Given instruction
Rewrite the passage on Shabak's informants, starting with "Shabak had two" and going on through "difficult to control.", with "informants" changed to "sources" wherever it occurs.

Passage shown
+ + + + +

Shabak had two kinds of informants. There were those who joined the agency on a career track, received training in undercover work, and then got planted in target groups. As homegrown agents, there was rarely a question of their motives or loyalty to the agency. But their training and infiltration could take years. And as newcomers to the target group, they were often looked on with suspicion. As a rule, the more radical the group, the harder it was to infiltrate a homegrown agent. Then there were the “purchased” informants, people recruited from within particular communities or political groups whose credibility as activists was already established. These insiders would often deliver much better information but they could be difficult to control.

+ + + + +

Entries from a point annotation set
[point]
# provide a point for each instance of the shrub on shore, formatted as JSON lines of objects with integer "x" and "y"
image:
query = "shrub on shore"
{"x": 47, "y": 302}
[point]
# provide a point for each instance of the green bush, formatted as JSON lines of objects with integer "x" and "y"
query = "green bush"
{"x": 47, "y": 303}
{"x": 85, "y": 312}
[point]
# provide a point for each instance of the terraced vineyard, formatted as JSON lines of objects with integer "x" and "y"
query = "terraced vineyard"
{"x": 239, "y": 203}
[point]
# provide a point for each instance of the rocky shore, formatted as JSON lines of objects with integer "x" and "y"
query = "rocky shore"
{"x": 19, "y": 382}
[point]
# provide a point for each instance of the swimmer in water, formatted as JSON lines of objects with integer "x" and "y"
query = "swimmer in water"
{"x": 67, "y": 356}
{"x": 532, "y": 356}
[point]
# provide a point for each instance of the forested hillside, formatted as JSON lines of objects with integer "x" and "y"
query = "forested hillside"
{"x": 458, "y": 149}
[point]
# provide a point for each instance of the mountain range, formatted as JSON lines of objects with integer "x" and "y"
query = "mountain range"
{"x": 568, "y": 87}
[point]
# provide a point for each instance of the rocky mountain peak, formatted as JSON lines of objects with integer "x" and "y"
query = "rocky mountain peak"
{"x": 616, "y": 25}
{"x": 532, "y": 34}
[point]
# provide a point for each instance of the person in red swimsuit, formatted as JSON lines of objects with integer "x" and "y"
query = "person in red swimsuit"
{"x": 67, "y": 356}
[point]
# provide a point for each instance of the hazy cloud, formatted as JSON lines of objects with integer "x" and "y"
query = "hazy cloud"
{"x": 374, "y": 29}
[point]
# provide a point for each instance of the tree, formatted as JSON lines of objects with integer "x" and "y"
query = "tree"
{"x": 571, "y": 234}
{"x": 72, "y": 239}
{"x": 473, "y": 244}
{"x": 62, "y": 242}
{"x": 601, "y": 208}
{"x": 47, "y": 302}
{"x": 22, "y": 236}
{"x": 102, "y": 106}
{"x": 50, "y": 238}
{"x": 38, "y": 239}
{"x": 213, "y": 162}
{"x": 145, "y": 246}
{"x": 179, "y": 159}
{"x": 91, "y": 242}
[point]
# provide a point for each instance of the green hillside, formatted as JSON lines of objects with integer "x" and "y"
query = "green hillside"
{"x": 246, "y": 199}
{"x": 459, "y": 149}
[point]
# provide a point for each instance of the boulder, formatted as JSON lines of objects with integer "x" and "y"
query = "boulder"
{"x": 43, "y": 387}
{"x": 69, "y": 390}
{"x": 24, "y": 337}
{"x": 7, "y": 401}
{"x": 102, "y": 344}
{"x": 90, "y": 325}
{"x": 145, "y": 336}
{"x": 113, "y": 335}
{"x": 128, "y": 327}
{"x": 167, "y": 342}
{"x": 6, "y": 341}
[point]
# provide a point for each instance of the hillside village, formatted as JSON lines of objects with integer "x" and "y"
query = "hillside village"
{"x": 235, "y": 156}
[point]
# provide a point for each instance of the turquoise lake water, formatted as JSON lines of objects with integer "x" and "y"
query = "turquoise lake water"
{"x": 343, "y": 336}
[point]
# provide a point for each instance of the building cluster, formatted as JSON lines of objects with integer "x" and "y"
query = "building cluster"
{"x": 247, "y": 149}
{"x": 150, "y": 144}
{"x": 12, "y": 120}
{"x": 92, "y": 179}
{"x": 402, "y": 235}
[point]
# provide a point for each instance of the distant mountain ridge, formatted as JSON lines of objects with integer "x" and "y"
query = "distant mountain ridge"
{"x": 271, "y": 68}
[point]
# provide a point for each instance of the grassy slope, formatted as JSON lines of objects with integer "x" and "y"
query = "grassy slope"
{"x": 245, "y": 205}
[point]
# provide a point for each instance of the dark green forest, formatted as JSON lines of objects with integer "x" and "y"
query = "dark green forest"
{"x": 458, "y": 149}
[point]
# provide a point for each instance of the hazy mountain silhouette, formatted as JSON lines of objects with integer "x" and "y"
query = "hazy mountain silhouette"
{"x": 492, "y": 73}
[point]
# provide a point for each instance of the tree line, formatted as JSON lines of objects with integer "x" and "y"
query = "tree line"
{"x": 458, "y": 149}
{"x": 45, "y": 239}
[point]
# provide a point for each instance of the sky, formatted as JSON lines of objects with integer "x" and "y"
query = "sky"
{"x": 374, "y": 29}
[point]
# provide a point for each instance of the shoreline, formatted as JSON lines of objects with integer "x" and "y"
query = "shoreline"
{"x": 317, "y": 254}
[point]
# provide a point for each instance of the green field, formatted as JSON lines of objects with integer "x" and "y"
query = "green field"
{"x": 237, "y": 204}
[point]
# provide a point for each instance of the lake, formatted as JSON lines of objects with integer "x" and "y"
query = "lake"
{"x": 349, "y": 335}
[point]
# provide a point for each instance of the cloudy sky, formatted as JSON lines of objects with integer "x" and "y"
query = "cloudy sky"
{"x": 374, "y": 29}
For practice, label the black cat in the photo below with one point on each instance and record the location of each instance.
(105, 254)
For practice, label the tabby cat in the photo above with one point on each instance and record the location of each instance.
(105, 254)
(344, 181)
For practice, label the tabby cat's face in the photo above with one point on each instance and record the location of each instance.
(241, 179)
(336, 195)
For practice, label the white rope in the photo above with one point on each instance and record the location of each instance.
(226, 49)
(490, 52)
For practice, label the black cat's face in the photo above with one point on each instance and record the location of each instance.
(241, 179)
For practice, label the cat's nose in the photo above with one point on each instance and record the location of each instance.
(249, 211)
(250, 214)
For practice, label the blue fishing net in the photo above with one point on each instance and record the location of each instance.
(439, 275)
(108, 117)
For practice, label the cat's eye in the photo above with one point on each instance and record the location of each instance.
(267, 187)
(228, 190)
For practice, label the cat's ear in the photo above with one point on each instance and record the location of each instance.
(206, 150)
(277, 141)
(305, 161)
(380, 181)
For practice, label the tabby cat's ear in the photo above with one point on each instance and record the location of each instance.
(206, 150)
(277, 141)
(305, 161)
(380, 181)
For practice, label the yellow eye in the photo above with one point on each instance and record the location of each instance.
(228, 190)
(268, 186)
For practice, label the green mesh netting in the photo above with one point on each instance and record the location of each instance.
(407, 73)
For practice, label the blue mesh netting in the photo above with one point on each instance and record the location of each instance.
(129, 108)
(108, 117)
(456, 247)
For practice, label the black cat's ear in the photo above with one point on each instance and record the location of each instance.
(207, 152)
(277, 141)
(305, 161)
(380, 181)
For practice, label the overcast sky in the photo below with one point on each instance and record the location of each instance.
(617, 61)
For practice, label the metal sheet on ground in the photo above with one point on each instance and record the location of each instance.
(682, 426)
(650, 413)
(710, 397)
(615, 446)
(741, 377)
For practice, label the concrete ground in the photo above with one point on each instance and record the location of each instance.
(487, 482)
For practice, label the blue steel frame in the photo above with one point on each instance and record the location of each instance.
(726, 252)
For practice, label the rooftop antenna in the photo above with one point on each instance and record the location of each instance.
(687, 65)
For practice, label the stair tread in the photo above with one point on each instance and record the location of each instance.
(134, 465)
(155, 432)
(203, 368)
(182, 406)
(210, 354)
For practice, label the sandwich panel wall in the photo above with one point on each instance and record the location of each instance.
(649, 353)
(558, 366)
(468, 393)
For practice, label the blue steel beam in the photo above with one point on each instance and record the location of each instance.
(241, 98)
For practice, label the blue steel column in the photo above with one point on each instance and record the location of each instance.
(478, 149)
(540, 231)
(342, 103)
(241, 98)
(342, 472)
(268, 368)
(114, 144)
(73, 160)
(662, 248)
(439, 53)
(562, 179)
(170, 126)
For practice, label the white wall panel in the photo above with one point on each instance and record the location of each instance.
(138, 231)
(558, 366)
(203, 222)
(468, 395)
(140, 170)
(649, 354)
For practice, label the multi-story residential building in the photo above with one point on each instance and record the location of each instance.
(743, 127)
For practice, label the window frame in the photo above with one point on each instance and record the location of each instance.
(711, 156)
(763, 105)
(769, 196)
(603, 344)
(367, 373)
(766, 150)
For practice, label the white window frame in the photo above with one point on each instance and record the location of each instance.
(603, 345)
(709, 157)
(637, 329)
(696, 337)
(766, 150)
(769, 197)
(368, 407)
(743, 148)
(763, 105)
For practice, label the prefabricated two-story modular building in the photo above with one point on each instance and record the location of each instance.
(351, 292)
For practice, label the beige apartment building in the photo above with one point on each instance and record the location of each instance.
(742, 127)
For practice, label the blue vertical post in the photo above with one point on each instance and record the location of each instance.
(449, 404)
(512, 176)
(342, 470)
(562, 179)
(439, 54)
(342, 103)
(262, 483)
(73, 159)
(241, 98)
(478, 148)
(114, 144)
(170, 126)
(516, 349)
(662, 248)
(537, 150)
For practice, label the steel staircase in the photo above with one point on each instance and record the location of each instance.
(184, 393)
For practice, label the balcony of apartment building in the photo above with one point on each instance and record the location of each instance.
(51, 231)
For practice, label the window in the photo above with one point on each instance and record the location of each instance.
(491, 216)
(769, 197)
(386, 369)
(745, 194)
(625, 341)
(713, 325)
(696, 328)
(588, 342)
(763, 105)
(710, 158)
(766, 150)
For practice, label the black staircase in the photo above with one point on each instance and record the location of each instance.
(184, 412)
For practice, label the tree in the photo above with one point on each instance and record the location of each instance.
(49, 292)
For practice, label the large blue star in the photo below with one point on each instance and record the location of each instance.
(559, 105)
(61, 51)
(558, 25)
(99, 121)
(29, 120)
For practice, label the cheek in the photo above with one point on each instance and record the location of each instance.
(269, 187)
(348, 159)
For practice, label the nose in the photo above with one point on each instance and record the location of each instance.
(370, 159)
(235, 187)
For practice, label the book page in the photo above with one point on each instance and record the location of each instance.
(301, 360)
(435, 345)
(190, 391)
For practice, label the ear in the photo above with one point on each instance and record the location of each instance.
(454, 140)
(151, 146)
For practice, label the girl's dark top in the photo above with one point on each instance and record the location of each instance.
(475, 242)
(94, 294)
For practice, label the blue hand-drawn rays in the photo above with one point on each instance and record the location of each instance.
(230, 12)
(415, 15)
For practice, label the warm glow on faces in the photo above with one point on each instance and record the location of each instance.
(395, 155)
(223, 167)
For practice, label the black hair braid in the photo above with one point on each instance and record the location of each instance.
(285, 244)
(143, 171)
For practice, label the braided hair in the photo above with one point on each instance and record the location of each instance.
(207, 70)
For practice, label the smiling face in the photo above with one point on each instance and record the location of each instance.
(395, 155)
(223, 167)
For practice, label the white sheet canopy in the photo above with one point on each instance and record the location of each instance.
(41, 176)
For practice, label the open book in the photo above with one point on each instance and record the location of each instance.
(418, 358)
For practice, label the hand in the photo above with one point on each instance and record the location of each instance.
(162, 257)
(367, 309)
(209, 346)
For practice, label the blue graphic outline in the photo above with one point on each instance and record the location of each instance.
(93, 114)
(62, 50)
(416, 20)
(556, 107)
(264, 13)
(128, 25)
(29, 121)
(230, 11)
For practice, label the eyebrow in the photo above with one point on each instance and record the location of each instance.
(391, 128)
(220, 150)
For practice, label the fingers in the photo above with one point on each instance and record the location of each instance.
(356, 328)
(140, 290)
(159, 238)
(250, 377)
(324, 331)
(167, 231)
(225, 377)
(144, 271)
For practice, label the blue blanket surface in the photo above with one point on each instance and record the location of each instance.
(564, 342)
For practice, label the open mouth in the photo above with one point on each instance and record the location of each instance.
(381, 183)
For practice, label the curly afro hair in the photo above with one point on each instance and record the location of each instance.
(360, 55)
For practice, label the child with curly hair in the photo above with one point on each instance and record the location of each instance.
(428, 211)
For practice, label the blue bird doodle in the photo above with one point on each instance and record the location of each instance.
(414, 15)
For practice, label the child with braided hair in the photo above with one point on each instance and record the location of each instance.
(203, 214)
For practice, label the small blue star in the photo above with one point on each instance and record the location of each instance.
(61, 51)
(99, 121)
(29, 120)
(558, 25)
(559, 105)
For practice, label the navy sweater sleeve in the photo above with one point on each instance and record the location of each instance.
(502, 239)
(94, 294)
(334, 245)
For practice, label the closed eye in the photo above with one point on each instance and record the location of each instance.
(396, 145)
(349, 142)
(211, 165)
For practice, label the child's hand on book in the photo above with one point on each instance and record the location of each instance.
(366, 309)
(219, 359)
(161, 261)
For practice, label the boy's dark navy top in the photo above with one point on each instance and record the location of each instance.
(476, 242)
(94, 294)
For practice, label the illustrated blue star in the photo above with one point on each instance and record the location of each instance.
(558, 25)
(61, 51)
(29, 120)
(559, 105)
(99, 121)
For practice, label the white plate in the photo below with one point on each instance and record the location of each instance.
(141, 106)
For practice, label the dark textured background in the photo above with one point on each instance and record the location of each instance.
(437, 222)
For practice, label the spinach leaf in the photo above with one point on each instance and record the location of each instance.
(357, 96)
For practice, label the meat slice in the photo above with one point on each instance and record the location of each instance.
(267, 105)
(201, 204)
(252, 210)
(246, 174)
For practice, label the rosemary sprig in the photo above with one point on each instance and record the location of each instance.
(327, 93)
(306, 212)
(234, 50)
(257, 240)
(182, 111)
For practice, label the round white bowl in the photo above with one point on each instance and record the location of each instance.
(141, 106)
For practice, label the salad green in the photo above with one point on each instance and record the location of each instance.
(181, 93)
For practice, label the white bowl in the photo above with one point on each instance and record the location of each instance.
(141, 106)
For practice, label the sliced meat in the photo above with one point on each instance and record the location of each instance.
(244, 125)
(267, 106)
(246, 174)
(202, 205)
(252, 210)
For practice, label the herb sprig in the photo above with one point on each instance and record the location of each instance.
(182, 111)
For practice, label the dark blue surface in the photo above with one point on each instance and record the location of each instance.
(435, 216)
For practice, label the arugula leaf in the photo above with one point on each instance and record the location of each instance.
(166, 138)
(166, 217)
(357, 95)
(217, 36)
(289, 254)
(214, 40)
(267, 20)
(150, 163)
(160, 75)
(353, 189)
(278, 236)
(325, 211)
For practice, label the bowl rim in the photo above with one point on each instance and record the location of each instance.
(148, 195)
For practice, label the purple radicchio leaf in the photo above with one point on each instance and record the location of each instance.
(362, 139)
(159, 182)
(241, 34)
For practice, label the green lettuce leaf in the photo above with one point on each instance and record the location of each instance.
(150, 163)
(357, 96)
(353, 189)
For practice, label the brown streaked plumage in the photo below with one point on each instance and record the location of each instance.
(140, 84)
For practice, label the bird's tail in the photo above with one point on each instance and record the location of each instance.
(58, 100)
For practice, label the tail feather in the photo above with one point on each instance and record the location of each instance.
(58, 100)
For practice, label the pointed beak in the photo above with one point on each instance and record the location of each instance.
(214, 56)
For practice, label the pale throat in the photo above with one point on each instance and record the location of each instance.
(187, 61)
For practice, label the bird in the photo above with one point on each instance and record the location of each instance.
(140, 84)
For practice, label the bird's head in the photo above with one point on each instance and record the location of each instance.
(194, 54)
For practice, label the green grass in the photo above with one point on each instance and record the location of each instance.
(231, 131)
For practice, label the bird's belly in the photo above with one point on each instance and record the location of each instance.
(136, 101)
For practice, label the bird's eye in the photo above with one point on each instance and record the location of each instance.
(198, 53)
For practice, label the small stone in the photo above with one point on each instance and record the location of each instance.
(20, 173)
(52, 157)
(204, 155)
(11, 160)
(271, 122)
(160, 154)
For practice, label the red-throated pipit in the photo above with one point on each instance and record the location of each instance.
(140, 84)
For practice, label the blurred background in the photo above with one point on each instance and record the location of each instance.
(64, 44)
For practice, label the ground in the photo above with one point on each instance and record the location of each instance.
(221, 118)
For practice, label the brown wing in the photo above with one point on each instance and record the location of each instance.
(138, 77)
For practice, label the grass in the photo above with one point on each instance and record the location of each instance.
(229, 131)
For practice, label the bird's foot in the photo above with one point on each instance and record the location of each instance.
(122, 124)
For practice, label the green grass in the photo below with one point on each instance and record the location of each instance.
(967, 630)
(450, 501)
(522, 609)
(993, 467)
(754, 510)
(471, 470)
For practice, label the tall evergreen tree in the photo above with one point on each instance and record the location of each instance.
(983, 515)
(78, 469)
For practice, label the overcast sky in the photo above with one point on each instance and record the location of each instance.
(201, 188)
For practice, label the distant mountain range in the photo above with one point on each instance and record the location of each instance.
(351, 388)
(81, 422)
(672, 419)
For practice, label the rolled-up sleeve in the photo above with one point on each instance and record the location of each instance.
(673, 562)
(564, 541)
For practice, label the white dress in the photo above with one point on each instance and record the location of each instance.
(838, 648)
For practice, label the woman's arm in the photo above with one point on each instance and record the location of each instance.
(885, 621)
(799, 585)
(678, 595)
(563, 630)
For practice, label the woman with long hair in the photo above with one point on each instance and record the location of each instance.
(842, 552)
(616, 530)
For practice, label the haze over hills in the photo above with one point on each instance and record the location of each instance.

+ + + + +

Full solution
Shabak had two kinds of sources. There were those who joined the agency on a career track, received training in undercover work, and then got planted in target groups. As homegrown agents, there was rarely a question of their motives or loyalty to the agency. But their training and infiltration could take years. And as newcomers to the target group, they were often looked on with suspicion. As a rule, the more radical the group, the harder it was to infiltrate a homegrown agent. Then there were the “purchased” sources, people recruited from within particular communities or political groups whose credibility as activists was already established. These insiders would often deliver much better information but they could be difficult to control.